◆ **SUPPLIED TEXT**:
=-=-=

Fortegra’s new E&S operation
Alongside balance-sheet-bolstering by established players, many new operations have been launched. Florida-based Fortegra Financial isn’t new, but its excess and surplus lines subsidiary is. Fortegra Specialty Insurance Company was launched in October.
London-based Chief Underwriting Officer David Barber is leaping at attractive opportunities with fresh funds. “The market is changing hugely,” he says, citing general moves away from badly performing binding authorities, under-priced property risk, and legacy casualty.
After a 29-year career in Lloyd’s, most recently as Head of Speciality Lines at Chaucer, Barber was parachuted into Fortegra to take advantage by building a London E&S offering. “It’s a fantastic opportunity to open up and develop Fortegra as an E&S company in London,” he says.
He has mapped a diverse book comprising direct and reinsurance business, alongside MGA binders. It will focus initially on E&O, MedMal, GL, transactional liability, and miscellaneous short-tail business. After growing Chaucer’s binder book from $10 million to $150 million before the market went south, he targets a $50 million book for Fortegra by the end of 2021.
To fund the venture, Fortegra raised a $200million in senior secured credit from a syndicate of banks. The oversubscribed facility provides working capital and letters of credit to back underwriting, and according to Fortegra allows “greater freedom in building shareholder value through domestic and international expansion.”
Third Point launches MGA Arcadian
Some existing risk carriers have chosen to expand into the hard market by deploying capital for growth into the hardening market through new ventures. One example is Third Point Re, the Bermuda reinsurer, soon to merge with international carrier Sirius. It has launched a new Bermuda-based MGA to capture new risk, and retained a minority stake in the venture. In September Third Point and industry veteran John Boylan (of AIG, XL Insurance, and latterly Max Re) announced the creation of Arcadian Risk Capital to underwrite excess casualty and professional lines risks on Third Point Re paper.
“Some of the balance-sheet entities have raised hundreds of millions, but we choose the MGA route as a quicker, more efficient vehicle to deploy capacity,” he says of the operation, which has multi-line, multi-platform ambitions. Boylan had retired from underwriting in 2018, but always with a view to returning when the market turned. He could have dropped into Third Point and begun to build teams, but the economics of the MGA structure presented the potential returns needed to attract and incentivise teams for book-building.
Over the past six months, he has hired 16 well-known, seasoned underwriters who’ve delivered market-leading results. Most will be on board by year end. In the interim, Arcadian has already started putting down lines in its $15 million excess $5 million sweet spot.
Boylan says the hard market is “a rare event,” but that he and his growing team know how to handle it, since they’ve done it before: many of his new hires are old colleagues from XL and Max Re. “A lot of companies are currently involved in book remediation, but we have no legacy, so we can go full tilt at the marketplace.”
Experience rules
The examples of Boylan, Barber, and the enormously successful team at Beazley suggest strongly that the vast sums of risk capital newly deployed in the global insurance sector will be handled with care. These are not individuals who will be anxious to push prices down. Instead, they are set to support improved conditions, rather than fuel their deterioration.
With that in mind, we expect new funds and new entities to ease conditions in the most difficult areas of the market, like excess casualty and D&O, rather than to set the course towards a new softening cycle. Only time will tell how this plays out in the longer term – we’re not calling the death of the cycle yet – but for now, expect welcome new capital to be deployed at sustainable prices.

=-=-=

◆ **WORK INSTRUCTIONS**:
Answer these questions from the text on new insurance ventures:
(a) In what month was Fortegra Specialty Insurance Company launched?
(b) How much did Fortegra raise in senior secured credit to fund the venture?
(c) How many underwriters has Boylan hired over the past six months?
The material that follows has no connection to the text above.

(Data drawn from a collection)
=-=-=

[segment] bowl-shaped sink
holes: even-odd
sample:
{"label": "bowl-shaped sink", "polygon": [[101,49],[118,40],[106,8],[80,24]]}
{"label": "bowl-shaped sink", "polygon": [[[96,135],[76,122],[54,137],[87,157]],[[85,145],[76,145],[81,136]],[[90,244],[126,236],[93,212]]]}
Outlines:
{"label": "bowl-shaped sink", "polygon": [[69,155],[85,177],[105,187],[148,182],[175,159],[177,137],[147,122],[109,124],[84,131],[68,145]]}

=-=-=

◆ **WRITTEN RESPONSE**:
(a) October
(b) $200 million
(c) 16